デジタル版「実験論語処世談」(15) / 渋沢栄一

22. 事業を義に喩る

じぎょうをぎにさとる

(15)-22

 私は、如何なる事業を起すに当つても、又如何なる事業に関係するに当つても利益を本位にするやうな事は無いのである。これ〳〵の事業は起さねばならぬものであり、盛んにせねばならぬものであると思へば之を起し之に関係し、その株を持つことにするものである。私は何時でも事業に対する時には、之を利に喩らず義に喩ることにして居る。まづ、道理上起すべき事業であるか、盛んにすべき事業であるか何うかを稽へ、利損は第二に稽へる事にして居る。
 事業を起したり盛んにしたりするには、多くの人々より資本を寄せ集めねばならず、資本を集めるには事業より利潤を挙げるやうにせねばならぬもの故、事業を起すに当つても、素より利潤を全く度外視するわけにゆかず、利潤の挙るやうにして事業を起し或は盛んにする計画を立てねばならぬに相違ないが、事業には必ず利潤の伴ふものと限つたもので無い。利益本位で事業を起したり、之に関係したり、其株を持つたりすれば、利潤の挙らぬ事業の株は売り退いてしまふやうになつたりなぞして、結局必要なる事業を盛んにすることも何もできなくなるものである。
 事業の発達にも色々の径路がある。或る事業は、急速に発達して非常なる利潤を挙げ、忽ちの中に市価が払込額の二倍にもなるやうな場合もあるが、或る事業は漸次に発達して年と共に利潤を挙げるやうになるものである。然し或る種の事業は又容易なことで利潤の挙らぬものである。仮令ば中日実業会社の事業の如き、私は必要なる事業であると信じたから之を起し、自分でも大分その株を持ち、他人にも亦持つて頂いたのであるが、大正三年八月の設立以来、今日まで約二ケ年を経過しても未だに損ばかりで利潤が挙らず、出資者に利益を配当し得られぬのである。

——

# [問題 1]
記録の中で「jeans」という文字列を含む行がいくつあるか、数だけを答えてください。大文字と小文字は区別します。
本文と記録は、互いに関係のない別々の資料です。

——

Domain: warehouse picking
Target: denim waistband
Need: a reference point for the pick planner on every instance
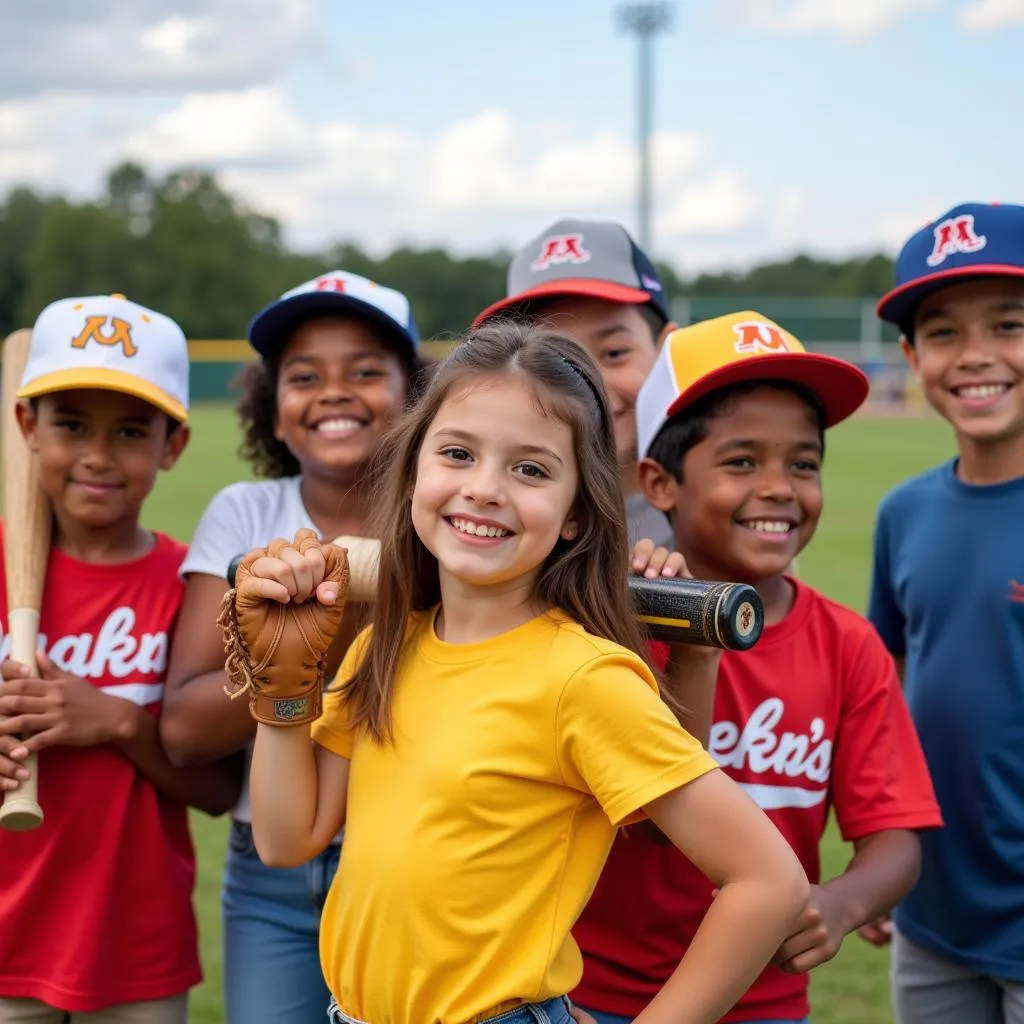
(549, 1012)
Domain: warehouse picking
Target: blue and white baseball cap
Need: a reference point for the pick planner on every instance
(593, 258)
(335, 291)
(973, 240)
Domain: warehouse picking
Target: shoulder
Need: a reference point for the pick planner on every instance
(905, 498)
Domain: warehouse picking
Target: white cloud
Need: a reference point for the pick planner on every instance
(983, 15)
(851, 19)
(123, 45)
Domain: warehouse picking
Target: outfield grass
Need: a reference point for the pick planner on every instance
(864, 459)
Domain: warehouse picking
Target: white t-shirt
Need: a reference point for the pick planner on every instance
(239, 518)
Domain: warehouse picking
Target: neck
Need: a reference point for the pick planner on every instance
(471, 613)
(337, 507)
(119, 542)
(994, 462)
(776, 593)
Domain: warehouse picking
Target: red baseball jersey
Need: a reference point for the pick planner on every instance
(95, 906)
(811, 719)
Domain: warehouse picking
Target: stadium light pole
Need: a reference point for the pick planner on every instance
(644, 20)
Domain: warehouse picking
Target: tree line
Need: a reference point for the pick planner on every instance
(183, 245)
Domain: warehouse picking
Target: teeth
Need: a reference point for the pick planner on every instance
(981, 390)
(477, 529)
(768, 526)
(337, 426)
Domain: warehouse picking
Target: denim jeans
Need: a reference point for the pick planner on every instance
(271, 935)
(612, 1019)
(550, 1012)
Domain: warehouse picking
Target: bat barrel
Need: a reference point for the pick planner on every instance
(729, 615)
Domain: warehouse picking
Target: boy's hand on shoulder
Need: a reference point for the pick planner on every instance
(818, 934)
(56, 709)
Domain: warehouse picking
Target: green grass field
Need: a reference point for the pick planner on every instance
(864, 459)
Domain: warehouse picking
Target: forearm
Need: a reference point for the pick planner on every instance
(200, 723)
(690, 677)
(882, 871)
(743, 928)
(213, 788)
(283, 790)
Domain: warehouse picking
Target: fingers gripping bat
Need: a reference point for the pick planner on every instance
(729, 615)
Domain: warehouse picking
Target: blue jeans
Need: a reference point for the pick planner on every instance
(550, 1012)
(612, 1019)
(271, 935)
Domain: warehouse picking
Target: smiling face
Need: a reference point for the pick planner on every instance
(622, 343)
(968, 352)
(496, 481)
(750, 498)
(99, 453)
(339, 386)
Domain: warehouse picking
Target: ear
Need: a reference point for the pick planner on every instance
(666, 331)
(28, 423)
(658, 485)
(175, 444)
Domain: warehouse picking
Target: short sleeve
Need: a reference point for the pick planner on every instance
(619, 740)
(880, 777)
(222, 532)
(883, 609)
(332, 729)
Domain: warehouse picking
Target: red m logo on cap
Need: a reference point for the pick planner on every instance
(756, 336)
(955, 236)
(560, 249)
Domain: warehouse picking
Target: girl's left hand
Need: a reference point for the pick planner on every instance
(651, 561)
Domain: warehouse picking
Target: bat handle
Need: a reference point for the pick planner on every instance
(20, 810)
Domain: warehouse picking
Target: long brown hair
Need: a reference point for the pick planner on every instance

——

# [問題 2]
本文で述べられている事業の発達の径路を、すべて挙げてください。

# [解答 1]
2

# [解答 2]
・急速に発達して非常なる利潤を挙げ、忽ちの中に市価が払込額の二倍にもなるような事業
・漸次に発達して、年と共に利潤を挙げるようになる事業
・容易なことでは利潤の挙らない事業